● **AIM OF THE EXERCISE**
Copy the records below, starting at the line that contains "of the flowering" and continuing through the end of the records, with the requests included. Multiply every coordinate in the answers by 2.3 and round each result to a whole number, rounding halves up.

● **DATA IN THIS EXERCISE**

※ ※ ※

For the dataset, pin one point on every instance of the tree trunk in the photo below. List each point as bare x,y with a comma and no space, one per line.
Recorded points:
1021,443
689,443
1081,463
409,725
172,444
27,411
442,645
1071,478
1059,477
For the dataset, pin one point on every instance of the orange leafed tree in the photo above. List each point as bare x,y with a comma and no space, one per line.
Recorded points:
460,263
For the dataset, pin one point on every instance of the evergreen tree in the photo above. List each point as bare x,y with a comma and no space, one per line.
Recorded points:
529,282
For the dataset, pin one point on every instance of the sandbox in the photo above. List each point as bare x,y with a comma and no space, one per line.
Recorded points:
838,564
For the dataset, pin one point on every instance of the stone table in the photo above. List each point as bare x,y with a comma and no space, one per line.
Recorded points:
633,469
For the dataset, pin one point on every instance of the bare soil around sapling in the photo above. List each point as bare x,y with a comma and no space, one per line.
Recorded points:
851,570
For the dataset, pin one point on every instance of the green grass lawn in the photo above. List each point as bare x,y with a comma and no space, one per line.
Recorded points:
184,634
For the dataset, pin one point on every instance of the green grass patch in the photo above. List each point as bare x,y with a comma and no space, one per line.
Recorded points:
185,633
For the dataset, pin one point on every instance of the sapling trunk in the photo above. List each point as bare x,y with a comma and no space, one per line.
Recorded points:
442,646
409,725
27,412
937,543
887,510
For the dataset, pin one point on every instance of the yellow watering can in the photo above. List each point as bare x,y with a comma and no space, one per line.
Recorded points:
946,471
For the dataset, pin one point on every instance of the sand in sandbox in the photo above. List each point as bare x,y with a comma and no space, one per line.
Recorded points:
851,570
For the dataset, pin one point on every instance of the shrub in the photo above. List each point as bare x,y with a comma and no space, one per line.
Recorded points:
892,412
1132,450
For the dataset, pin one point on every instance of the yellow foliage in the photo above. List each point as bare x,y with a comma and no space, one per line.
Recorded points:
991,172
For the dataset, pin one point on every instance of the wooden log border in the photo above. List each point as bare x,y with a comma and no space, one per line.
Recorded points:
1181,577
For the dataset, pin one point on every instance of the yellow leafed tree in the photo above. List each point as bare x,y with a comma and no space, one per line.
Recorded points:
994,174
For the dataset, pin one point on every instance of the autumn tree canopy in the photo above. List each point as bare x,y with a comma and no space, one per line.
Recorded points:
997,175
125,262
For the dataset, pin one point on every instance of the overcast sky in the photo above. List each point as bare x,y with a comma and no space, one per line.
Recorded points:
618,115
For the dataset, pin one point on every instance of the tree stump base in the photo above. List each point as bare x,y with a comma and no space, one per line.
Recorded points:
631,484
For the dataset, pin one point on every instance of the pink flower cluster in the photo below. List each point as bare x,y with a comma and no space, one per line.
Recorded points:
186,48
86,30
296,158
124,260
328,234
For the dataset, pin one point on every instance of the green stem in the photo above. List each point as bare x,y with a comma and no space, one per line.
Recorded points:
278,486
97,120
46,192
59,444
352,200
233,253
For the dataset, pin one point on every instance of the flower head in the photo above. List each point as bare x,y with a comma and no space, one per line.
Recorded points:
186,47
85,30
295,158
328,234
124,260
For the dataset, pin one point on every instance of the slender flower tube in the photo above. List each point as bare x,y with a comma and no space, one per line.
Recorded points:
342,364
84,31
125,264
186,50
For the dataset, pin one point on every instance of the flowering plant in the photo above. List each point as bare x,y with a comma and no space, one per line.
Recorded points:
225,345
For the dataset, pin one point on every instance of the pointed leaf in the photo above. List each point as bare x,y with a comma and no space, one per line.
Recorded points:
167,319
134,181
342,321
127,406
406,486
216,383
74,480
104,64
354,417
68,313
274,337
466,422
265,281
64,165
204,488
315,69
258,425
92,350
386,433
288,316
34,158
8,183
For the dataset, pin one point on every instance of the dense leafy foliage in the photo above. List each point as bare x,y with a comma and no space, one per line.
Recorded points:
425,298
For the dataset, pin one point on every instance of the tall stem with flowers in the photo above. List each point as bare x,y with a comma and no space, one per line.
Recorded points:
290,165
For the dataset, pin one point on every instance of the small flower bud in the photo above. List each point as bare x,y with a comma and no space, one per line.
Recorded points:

※ ※ ※

● **SOLUTION**
For the dataset, pin one point on every instance of the flowering plant in the photo above. List each point as bare x,y with a comma and no space, one per line.
Recorded points:
518,794
For the dataset, pin one point on every instance of the pointed leaf in the photo above. List each point as bare x,y with a comma and no space, one per line.
Recorded points:
384,734
308,416
787,738
292,934
934,1118
497,881
170,1104
239,147
814,959
156,720
630,775
1072,971
610,646
147,380
469,1122
725,159
593,978
212,805
888,996
662,727
78,363
18,421
For the dataset, pin one point on every instance of the dense leafy foliage in the photo above. List each point as bare x,y with a comma and no space, one per line.
Recorded points:
978,685
For the dataset, pin one point on every instance of the tall stem with flowers in the photo above. List each point as bare x,y with a comma and no space, one per line.
Recorded points:
667,380
For the dataset, pin one point on every instance of the small flower bud in the photo above. List each point as bare x,y with a comma and no space, one per line.
Recorded points:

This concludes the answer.